OBJECTIVE: Render each line of the following items as one string in a JSON list, and omit any blank lines.

○ ○ ○ ○ ○

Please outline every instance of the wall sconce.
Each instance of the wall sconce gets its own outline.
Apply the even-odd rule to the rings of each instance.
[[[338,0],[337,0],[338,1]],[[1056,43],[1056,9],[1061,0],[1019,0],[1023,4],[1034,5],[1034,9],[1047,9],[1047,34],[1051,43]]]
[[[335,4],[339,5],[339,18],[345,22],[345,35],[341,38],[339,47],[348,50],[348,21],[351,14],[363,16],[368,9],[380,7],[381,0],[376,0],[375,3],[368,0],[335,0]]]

○ ○ ○ ○ ○

OUTPUT FOR THIS TASK:
[
  "Please outline every instance of the wall sconce.",
  "Each instance of the wall sconce gets its own outline.",
  "Apply the even-odd rule to the rings of each instance.",
  "[[[338,0],[337,0],[338,1]],[[1056,43],[1056,9],[1061,0],[1019,0],[1023,4],[1034,5],[1034,9],[1047,9],[1047,34],[1051,43]]]",
  "[[[335,4],[339,5],[339,18],[345,22],[345,35],[341,38],[339,47],[348,50],[348,21],[351,14],[363,16],[368,9],[380,7],[381,0],[376,0],[375,3],[368,0],[335,0]]]"
]